Stored items
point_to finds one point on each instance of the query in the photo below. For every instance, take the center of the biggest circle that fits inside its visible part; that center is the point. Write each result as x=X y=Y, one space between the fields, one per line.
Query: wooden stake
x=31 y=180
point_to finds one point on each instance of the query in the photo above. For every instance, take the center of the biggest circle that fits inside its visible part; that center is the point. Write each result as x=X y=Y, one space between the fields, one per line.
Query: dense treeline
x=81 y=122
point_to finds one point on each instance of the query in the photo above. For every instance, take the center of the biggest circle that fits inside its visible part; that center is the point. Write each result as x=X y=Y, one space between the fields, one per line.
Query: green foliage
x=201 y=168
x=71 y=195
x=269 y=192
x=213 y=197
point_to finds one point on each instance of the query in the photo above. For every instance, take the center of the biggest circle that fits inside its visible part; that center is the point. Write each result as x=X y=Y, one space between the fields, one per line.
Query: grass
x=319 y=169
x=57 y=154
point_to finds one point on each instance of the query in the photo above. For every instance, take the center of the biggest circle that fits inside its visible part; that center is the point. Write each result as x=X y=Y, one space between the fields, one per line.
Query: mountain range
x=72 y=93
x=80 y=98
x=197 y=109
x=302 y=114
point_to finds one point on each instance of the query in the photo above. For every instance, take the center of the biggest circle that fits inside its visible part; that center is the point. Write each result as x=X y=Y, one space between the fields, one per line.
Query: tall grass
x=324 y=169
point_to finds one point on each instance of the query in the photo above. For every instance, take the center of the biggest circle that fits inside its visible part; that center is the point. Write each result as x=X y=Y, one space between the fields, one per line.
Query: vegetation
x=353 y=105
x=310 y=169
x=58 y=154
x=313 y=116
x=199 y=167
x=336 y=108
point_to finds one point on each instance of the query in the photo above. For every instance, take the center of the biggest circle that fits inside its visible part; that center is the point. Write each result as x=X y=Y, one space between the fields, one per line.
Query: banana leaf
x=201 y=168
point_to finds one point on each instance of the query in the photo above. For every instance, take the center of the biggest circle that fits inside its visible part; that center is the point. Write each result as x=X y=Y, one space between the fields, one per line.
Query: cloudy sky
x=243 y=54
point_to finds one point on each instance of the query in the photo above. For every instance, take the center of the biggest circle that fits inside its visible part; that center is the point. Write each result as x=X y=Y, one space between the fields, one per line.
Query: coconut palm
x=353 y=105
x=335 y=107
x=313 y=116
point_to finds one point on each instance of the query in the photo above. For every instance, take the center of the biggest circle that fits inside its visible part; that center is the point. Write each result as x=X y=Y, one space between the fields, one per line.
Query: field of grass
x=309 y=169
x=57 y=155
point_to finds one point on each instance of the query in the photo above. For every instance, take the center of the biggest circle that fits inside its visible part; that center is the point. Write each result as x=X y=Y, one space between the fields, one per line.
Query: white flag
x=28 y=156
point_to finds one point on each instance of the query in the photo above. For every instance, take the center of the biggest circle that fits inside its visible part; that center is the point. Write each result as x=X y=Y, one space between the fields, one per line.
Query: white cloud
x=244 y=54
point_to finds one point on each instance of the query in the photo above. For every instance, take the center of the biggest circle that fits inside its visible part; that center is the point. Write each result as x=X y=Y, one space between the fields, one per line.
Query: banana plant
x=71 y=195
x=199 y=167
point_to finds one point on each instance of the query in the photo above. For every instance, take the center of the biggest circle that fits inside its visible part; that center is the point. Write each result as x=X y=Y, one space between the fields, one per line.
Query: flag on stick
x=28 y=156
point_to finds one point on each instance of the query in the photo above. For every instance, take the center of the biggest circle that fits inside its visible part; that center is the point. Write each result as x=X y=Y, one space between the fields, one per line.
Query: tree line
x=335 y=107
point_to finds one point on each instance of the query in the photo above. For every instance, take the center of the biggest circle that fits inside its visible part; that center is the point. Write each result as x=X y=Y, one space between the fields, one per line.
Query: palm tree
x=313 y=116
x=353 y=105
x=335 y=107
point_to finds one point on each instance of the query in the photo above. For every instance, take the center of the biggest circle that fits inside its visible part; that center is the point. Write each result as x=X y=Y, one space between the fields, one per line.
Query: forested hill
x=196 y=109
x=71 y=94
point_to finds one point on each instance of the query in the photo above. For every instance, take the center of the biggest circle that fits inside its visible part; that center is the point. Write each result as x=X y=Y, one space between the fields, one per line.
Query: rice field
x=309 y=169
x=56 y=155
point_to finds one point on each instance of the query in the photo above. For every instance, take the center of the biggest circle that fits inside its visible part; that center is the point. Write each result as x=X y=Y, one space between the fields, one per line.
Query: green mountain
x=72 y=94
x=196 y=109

## PROBLEM STATEMENT:
The records above are to be output in full and without error.

## RESPONSE BELOW:
point_to finds one point on each instance of the query in the photo below. For every instance, take the center of the biggest circle that fits inside its visible part; that center is the point. Write each result as x=X y=Y, one space between the fields, one per line.
Query: wooden stake
x=31 y=180
point_to finds one point on each instance of the query in the photo above. For every instance, take the center of the biggest circle that fits inside its visible part; that center is the point. Write each result as x=X y=Y, one space between the fields, one per line.
Query: dense treeline
x=81 y=122
point_to finds one point on each instance of the query in the photo above. For every instance, take the center of the biggest circle that fits inside its visible part; that center is the point. Write each result as x=X y=Y, one space between the fields, one per line.
Query: green foliage
x=201 y=168
x=71 y=195
x=269 y=192
x=213 y=197
point_to finds one point on each instance of the query in the photo above. For every instance, take the center of the biggest circle that fits inside its visible part; that center is the point. Write each result as x=X y=Y, one space between the fields, one per line.
Query: grass
x=319 y=169
x=57 y=154
point_to finds one point on each instance of the query in the photo above. For every instance, take the center of the biggest circle that fits inside its visible part; that center is the point. Write each result as x=X y=Y, one space between the fields, one per line.
Query: mountain range
x=72 y=93
x=80 y=98
x=197 y=109
x=302 y=114
point_to finds one point on each instance of the query in the photo above. For every instance, take the center of the biggest circle that fits inside its visible part; that center is the point. Write each result as x=X y=Y, one space between the fields, one per line.
Query: tall grass
x=324 y=169
point_to finds one point on each instance of the query in the photo above. For every instance, take the center of the biggest circle that fits inside its visible part; that center is the point. Write each result as x=X y=Y, one space between the fields, one per line.
Query: vegetation
x=353 y=105
x=310 y=169
x=58 y=154
x=313 y=116
x=199 y=167
x=336 y=108
point_to finds one point on each instance of the query in the photo above. For every instance, take the center of the biggest circle that fits inside its visible part; that center is the point. Write each result as x=X y=Y, one space between the fields, one per line.
Query: banana leaf
x=201 y=168
point_to finds one point on each instance of the query in the photo above. For every instance, take the center of the biggest circle that fits inside its visible part; that center is the point. Write each result as x=X y=Y, one space between the fields, one per line.
Query: cloudy sky
x=243 y=54
point_to finds one point on each instance of the query in the photo above. For every instance, take the center of the biggest circle that fits inside its visible part; that center is the point. Write each result as x=X y=Y, one space between the fields, one per line.
Query: coconut palm
x=353 y=105
x=335 y=107
x=313 y=116
point_to finds one point on each instance of the query in the photo above. For every instance, take the center of the biggest circle that fits inside its visible part; that center is the point. Write each result as x=X y=Y, one space between the fields, one per line.
Query: field of grass
x=309 y=169
x=57 y=155
point_to finds one point on each instance of the query in the photo above. For every instance, take the center of the biggest circle that fits inside its visible part; that center is the point. Write each result as x=X y=Y, one space between the fields, one per line.
Query: white flag
x=28 y=156
point_to finds one point on each instance of the query in the photo above. For every instance, take the center of the biggest circle that fits inside its visible part; that center is the point. Write each result as x=X y=Y, one space between the fields, one per line.
Query: white cloud
x=244 y=54
point_to finds one point on each instance of the query in the photo above. For every instance, take the center of the biggest circle that fits inside its visible part; that center is the point. Write each result as x=X y=Y, one space between the fields, one per line.
Query: banana plant
x=71 y=195
x=199 y=167
point_to finds one point on each instance of the query in the photo above. For every instance, take the center of the biggest circle that fits inside its visible part; that center is the point. Write each result as x=X y=Y, one space between the fields, one per line.
Query: flag on stick
x=28 y=156
point_to finds one point on each instance of the query in the photo above. For every instance, take the center of the biggest circle that fits inside its visible part; that center is the point. Write each result as x=X y=Y, one space between the fields, one per line.
Query: tree line
x=335 y=107
point_to finds one point on each instance of the query in the photo above. For every instance, take the center of the biggest circle that fits inside its visible part; that center is the point. Write each result as x=X y=Y, one space between the fields, one per line.
Query: palm tree
x=313 y=116
x=353 y=105
x=335 y=107
point_to finds one point on each instance of the query in the photo above. For every instance, take the center of the biggest circle that fits inside its visible part; that center is the point. Write each result as x=X y=Y, one space between the fields, one per line.
Query: forested hill
x=196 y=109
x=71 y=94
point_to finds one point on each instance of the query in the photo above. For every instance, take the center of the biggest circle that fits inside its visible part; that center is the point. Write each result as x=X y=Y, one space between the fields, one per line.
Query: rice field
x=309 y=169
x=56 y=155
point_to finds one point on each instance of the query in the photo above. For every instance, take the center of the biggest circle that fits inside its visible part; that center is the point. Write each result as x=X y=Y, one space between the fields, one per line.
Query: green mountain
x=72 y=94
x=196 y=109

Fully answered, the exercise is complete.